* Text passage *
It's also funny because
I'm the only one who drinks.
They don't drink.
They brought alcohol and said, "Let's
drink. It's your money. Enjoy it."
Now they're turning it around,
saying that we're always drunk.
They stay drunk, we're not always drunk.
[in English] When you have a breakdown
in a relationship,
there is usually
finger-pointing afterwards.
Somebody's got to be
blamed for something.
I certainly have...
no axe to grind with the family.
I did my best with what we had,
and I did not do anything...
which would have prejudiced them.
At a personal level, I really
didn't want to make it my business
to pass judgment on whether
they were managing the money or not.
You know, I was very clear
in my own mind, in my own attitude,
that... it's not my place.
But who said we were the best people
to guide them?
I was never a qualified
financial advisor.
Yeah, apart...
Look, I made a decision to resign,
and I don't remember the date,
or the time,
which I think was the right thing to do.
The family had brought in one of
the family members to replace Nick.
I simply could not...
juggle it any further.
I left, I resigned.
We had done our time. I'd say we,
Hanro and I, had done our time,
and I think
that they would also been happy to have
other faces on it,
particularly black faces.
I think there was, again,
that element of mistrust.
And I was more then happy, at that stage,
to step back and give the responsibility
and the role to someone else
because, by then, I'd had enough.

* Dataset content *
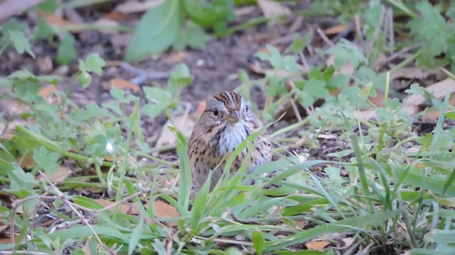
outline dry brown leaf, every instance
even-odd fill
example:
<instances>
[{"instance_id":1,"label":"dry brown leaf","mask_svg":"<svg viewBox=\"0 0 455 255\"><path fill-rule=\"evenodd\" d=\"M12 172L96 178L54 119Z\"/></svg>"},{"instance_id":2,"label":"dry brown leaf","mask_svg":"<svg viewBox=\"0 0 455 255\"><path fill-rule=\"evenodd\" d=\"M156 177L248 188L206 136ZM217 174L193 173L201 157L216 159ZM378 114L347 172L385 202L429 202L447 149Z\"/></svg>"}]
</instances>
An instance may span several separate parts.
<instances>
[{"instance_id":1,"label":"dry brown leaf","mask_svg":"<svg viewBox=\"0 0 455 255\"><path fill-rule=\"evenodd\" d=\"M71 170L65 166L58 166L58 169L53 174L49 174L48 172L44 173L44 175L53 182L62 182L68 178L70 174L71 174Z\"/></svg>"},{"instance_id":2,"label":"dry brown leaf","mask_svg":"<svg viewBox=\"0 0 455 255\"><path fill-rule=\"evenodd\" d=\"M140 92L141 87L133 84L131 81L127 81L121 78L114 78L110 80L110 84L112 86L114 86L118 89L131 89L134 92Z\"/></svg>"},{"instance_id":3,"label":"dry brown leaf","mask_svg":"<svg viewBox=\"0 0 455 255\"><path fill-rule=\"evenodd\" d=\"M422 115L421 118L424 121L436 122L436 120L439 118L440 114L441 111L439 110L427 110Z\"/></svg>"},{"instance_id":4,"label":"dry brown leaf","mask_svg":"<svg viewBox=\"0 0 455 255\"><path fill-rule=\"evenodd\" d=\"M328 244L330 242L327 241L310 241L306 243L306 246L308 249L322 251Z\"/></svg>"},{"instance_id":5,"label":"dry brown leaf","mask_svg":"<svg viewBox=\"0 0 455 255\"><path fill-rule=\"evenodd\" d=\"M128 16L124 15L123 13L120 13L119 12L117 11L111 11L108 13L106 13L103 15L101 18L117 21L127 21L130 19Z\"/></svg>"},{"instance_id":6,"label":"dry brown leaf","mask_svg":"<svg viewBox=\"0 0 455 255\"><path fill-rule=\"evenodd\" d=\"M291 10L289 8L274 1L256 0L256 1L266 18L291 14Z\"/></svg>"},{"instance_id":7,"label":"dry brown leaf","mask_svg":"<svg viewBox=\"0 0 455 255\"><path fill-rule=\"evenodd\" d=\"M376 111L374 110L354 110L354 116L360 120L368 120L372 118L376 117Z\"/></svg>"},{"instance_id":8,"label":"dry brown leaf","mask_svg":"<svg viewBox=\"0 0 455 255\"><path fill-rule=\"evenodd\" d=\"M17 164L19 164L20 161L21 159L16 159L16 162ZM31 154L27 155L27 157L26 157L26 158L23 159L20 163L21 164L19 164L19 166L21 166L21 167L23 169L31 169L36 165L35 161L33 160Z\"/></svg>"},{"instance_id":9,"label":"dry brown leaf","mask_svg":"<svg viewBox=\"0 0 455 255\"><path fill-rule=\"evenodd\" d=\"M164 0L149 0L143 1L129 0L117 5L115 7L115 11L124 14L147 11L160 5L164 1Z\"/></svg>"},{"instance_id":10,"label":"dry brown leaf","mask_svg":"<svg viewBox=\"0 0 455 255\"><path fill-rule=\"evenodd\" d=\"M423 68L417 67L402 67L390 74L390 79L397 78L407 79L424 79L428 76L430 73Z\"/></svg>"},{"instance_id":11,"label":"dry brown leaf","mask_svg":"<svg viewBox=\"0 0 455 255\"><path fill-rule=\"evenodd\" d=\"M111 206L112 205L114 204L115 202L114 201L110 201L110 200L104 200L104 199L95 199L95 200L97 203L99 203L101 206L103 206L105 208L107 207L107 206ZM108 208L107 210L111 211L111 212L114 212L115 210L115 209L117 208L118 208L119 206L120 208L120 212L121 213L124 213L124 214L128 214L128 215L139 215L139 212L138 211L137 208L136 208L136 206L134 203L121 203L121 204L117 204L114 206L112 206L109 208Z\"/></svg>"},{"instance_id":12,"label":"dry brown leaf","mask_svg":"<svg viewBox=\"0 0 455 255\"><path fill-rule=\"evenodd\" d=\"M154 212L155 212L155 216L159 218L180 217L180 213L178 213L175 207L160 200L156 200L154 202Z\"/></svg>"},{"instance_id":13,"label":"dry brown leaf","mask_svg":"<svg viewBox=\"0 0 455 255\"><path fill-rule=\"evenodd\" d=\"M183 50L181 50L178 52L166 57L166 60L172 63L180 63L183 60L183 57L185 57L185 52L183 52Z\"/></svg>"},{"instance_id":14,"label":"dry brown leaf","mask_svg":"<svg viewBox=\"0 0 455 255\"><path fill-rule=\"evenodd\" d=\"M444 98L447 93L455 92L455 81L447 78L441 81L424 88L428 93L432 94L437 98ZM403 102L404 105L417 106L425 101L425 97L423 95L413 94L410 96Z\"/></svg>"},{"instance_id":15,"label":"dry brown leaf","mask_svg":"<svg viewBox=\"0 0 455 255\"><path fill-rule=\"evenodd\" d=\"M320 134L319 135L318 135L318 138L325 139L325 140L336 139L338 137L337 135L334 135Z\"/></svg>"},{"instance_id":16,"label":"dry brown leaf","mask_svg":"<svg viewBox=\"0 0 455 255\"><path fill-rule=\"evenodd\" d=\"M368 96L368 99L378 107L384 107L384 93L376 91L376 97Z\"/></svg>"},{"instance_id":17,"label":"dry brown leaf","mask_svg":"<svg viewBox=\"0 0 455 255\"><path fill-rule=\"evenodd\" d=\"M80 23L77 22L70 21L62 18L61 17L55 14L46 14L44 18L48 21L48 23L50 26L56 26L59 28L67 28L72 26L79 26ZM72 29L73 32L79 32L80 29Z\"/></svg>"},{"instance_id":18,"label":"dry brown leaf","mask_svg":"<svg viewBox=\"0 0 455 255\"><path fill-rule=\"evenodd\" d=\"M324 32L324 34L326 34L326 35L336 35L336 34L339 34L340 33L346 30L350 26L350 24L349 24L349 23L347 23L347 24L338 24L338 25L336 25L336 26L333 26L332 27L330 27L330 28L328 28L327 29L325 29L323 30L323 32Z\"/></svg>"}]
</instances>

* Tasks and exercises *
- A) Can you duplicate everything in the transcript from "[in English] When" down to "with the family."?
- B) Can you answer these questions from the transcript?
(i) What did they say when they brought alcohol?
(ii) What does the speaker say they never were?
(iii) Who did the family bring in to replace Nick?
- C) Could you shorten the part of the transcript beginning "Look, I made a decision to resign" into a brief list that keeps its main facts?
The data above are separate from the transcript.

* Expected responses *
- A)
[in English] When you have a breakdown
in a relationship,
there is usually
finger-pointing afterwards.
Somebody's got to be
blamed for something.
I certainly have...
no axe to grind with the family.

- B)
(i) "Let's drink. It's your money. Enjoy it."
(ii) A qualified financial advisor.
(iii) One of the family members.

- C)
- The speaker decided to resign, does not remember the date or time, and thinks it was the right thing to do.
- The family brought in one of its members to replace Nick, and the speaker could not juggle it any further.
- The speaker and Hanro had done their time.
- The speaker thinks the family would also have been happy to have other faces, particularly black faces, and that there was an element of mistrust.
- Having had enough by then, the speaker was more than happy to step back and hand the responsibility and role to someone else.